Given problem:
Quote, word for word, the entries running from the line with "Expected behaviour: mark a point on the parked" up to and including the line with "[[46, 366], [831, 221], [825, 266], [850, 195], [620, 272]]".

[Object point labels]
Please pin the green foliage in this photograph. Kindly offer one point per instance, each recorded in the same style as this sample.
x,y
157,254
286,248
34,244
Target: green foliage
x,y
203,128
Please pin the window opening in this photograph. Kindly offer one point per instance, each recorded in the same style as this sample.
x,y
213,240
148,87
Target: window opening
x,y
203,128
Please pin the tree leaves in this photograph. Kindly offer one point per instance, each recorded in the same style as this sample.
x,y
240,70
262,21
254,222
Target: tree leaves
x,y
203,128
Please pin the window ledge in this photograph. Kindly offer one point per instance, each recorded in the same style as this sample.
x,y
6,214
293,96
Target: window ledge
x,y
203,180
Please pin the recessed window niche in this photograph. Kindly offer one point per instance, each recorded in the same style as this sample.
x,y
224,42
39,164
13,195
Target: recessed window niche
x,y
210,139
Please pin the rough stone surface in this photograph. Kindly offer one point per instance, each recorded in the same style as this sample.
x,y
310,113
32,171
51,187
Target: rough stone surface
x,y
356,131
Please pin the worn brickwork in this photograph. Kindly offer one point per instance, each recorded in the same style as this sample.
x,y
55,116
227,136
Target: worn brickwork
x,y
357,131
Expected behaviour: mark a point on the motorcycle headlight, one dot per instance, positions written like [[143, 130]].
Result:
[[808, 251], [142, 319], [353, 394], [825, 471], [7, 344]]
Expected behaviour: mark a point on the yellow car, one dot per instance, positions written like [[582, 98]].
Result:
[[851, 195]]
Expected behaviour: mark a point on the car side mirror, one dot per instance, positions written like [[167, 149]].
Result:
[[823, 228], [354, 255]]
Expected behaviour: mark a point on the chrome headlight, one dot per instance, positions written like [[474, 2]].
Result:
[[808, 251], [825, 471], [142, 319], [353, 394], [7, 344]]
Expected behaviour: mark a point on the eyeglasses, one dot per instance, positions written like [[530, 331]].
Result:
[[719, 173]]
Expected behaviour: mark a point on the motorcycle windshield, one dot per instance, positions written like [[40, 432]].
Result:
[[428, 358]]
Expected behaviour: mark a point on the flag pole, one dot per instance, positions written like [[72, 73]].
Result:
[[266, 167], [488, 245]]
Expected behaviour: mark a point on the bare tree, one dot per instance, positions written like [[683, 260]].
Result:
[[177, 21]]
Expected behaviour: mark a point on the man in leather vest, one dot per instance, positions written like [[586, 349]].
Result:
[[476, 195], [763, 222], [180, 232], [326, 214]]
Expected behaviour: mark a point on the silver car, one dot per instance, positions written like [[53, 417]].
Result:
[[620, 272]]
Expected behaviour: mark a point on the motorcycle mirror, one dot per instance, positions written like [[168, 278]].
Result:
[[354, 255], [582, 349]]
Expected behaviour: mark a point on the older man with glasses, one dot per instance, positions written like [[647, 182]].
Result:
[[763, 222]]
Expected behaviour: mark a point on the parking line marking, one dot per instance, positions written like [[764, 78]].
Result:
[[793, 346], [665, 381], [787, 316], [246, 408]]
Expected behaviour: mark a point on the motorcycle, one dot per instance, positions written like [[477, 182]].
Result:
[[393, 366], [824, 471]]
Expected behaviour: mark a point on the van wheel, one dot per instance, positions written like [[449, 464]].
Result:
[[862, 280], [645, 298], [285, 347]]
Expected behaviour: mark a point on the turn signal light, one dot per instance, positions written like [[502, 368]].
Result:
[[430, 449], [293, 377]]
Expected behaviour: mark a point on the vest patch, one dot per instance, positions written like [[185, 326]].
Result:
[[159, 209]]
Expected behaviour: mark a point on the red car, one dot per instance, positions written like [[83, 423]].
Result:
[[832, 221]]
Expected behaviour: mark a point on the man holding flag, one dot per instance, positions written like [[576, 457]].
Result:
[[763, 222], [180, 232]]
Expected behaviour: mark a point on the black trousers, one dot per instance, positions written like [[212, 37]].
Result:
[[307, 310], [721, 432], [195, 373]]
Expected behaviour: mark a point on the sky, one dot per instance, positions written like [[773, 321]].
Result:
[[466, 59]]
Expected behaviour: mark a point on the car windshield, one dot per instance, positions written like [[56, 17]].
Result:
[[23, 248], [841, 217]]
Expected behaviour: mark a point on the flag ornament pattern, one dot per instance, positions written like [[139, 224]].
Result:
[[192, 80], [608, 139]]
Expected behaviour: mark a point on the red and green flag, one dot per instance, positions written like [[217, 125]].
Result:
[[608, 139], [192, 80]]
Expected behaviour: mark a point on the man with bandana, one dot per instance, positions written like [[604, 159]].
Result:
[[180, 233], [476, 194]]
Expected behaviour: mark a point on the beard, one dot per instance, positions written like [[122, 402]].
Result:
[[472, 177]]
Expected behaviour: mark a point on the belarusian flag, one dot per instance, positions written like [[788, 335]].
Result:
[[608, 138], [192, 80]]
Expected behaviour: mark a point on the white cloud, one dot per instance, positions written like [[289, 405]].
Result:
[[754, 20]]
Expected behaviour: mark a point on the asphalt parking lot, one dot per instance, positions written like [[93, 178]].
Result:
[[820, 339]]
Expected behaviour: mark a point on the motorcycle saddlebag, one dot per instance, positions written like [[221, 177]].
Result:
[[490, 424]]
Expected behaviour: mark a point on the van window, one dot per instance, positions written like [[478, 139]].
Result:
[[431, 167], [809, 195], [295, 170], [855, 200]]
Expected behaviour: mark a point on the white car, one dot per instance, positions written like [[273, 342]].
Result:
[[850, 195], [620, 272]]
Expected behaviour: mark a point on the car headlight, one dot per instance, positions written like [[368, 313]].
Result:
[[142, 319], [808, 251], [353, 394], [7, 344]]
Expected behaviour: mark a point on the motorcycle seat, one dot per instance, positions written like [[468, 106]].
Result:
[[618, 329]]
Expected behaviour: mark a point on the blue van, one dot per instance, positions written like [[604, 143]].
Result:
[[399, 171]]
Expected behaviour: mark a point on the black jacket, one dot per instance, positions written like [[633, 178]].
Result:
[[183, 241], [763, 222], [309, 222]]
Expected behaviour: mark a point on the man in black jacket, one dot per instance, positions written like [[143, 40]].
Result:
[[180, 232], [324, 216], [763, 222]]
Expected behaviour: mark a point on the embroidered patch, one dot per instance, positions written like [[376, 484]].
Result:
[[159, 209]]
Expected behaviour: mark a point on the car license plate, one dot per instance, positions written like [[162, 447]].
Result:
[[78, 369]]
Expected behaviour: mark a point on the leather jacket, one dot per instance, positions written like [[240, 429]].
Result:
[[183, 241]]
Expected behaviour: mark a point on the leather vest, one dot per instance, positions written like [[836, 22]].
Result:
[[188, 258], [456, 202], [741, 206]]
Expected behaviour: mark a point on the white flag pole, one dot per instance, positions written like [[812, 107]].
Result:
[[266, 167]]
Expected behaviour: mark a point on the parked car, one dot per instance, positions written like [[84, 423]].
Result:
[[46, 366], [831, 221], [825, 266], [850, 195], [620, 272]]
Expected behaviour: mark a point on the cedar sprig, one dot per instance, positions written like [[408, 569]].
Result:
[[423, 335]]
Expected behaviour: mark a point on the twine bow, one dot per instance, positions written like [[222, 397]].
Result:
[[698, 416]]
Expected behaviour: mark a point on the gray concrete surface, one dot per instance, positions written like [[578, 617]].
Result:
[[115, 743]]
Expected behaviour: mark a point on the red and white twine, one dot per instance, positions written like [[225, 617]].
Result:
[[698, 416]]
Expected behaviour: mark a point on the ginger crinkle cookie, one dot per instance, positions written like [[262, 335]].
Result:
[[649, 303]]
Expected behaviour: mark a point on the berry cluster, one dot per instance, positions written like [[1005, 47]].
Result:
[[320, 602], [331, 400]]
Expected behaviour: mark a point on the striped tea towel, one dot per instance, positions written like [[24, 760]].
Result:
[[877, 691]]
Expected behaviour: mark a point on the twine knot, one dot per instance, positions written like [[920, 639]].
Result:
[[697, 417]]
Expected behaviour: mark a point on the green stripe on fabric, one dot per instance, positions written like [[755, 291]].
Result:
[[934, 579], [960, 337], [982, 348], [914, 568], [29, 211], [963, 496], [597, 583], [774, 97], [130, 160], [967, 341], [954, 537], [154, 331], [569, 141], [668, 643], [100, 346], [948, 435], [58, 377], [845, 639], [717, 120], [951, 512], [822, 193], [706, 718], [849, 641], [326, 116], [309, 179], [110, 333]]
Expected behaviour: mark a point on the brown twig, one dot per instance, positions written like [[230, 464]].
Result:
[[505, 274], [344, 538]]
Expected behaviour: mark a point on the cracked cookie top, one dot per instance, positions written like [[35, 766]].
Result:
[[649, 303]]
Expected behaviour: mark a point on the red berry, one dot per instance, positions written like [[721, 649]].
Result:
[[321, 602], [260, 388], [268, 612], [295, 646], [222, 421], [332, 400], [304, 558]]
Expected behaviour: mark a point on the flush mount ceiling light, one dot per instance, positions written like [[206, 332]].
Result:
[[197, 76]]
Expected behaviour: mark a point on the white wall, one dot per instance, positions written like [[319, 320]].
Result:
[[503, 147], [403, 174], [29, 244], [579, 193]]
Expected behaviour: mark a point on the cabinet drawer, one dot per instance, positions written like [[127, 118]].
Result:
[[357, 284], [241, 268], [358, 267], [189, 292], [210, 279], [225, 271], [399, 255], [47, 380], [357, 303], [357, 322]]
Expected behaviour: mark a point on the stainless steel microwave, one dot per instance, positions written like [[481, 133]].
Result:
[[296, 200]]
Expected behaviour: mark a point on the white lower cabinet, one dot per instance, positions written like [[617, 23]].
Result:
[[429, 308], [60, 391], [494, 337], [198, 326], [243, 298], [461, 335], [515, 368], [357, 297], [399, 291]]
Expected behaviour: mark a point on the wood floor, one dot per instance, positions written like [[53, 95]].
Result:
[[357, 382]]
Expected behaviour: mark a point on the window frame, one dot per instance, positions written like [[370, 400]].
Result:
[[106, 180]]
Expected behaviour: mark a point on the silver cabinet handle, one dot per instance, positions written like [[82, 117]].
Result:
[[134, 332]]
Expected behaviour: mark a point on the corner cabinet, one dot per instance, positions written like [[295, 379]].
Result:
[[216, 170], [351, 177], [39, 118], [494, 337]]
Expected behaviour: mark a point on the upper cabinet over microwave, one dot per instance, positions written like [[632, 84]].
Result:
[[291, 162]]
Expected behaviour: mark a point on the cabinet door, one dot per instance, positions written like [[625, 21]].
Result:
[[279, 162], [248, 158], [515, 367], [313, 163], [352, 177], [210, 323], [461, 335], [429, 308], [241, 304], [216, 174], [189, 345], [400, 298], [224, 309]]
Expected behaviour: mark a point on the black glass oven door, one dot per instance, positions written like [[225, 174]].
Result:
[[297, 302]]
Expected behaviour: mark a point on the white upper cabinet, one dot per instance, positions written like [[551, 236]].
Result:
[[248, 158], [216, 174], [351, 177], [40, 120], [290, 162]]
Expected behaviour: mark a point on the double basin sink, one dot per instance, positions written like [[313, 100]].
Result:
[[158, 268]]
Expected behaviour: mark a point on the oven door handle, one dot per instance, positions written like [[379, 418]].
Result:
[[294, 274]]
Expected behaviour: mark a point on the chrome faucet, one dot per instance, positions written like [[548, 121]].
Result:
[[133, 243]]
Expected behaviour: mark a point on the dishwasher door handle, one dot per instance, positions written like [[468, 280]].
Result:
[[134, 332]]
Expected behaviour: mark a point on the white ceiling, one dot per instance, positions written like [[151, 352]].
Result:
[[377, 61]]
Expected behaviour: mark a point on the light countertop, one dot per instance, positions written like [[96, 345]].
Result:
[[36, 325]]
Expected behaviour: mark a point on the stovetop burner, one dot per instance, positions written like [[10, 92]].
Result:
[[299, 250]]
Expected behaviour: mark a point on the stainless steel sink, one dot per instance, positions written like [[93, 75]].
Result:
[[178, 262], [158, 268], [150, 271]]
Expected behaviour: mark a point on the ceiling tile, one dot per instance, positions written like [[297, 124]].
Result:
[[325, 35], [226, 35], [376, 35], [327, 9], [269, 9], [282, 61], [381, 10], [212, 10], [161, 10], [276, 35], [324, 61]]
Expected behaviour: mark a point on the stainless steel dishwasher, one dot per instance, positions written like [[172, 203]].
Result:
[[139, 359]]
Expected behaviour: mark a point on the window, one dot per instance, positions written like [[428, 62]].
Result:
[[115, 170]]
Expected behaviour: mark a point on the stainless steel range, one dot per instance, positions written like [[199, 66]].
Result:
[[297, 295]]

Full solution:
Expected behaviour: mark a point on the parked car, one dot per instance, positions written like [[84, 423]].
Result:
[[46, 366], [831, 221], [825, 266], [850, 195], [620, 272]]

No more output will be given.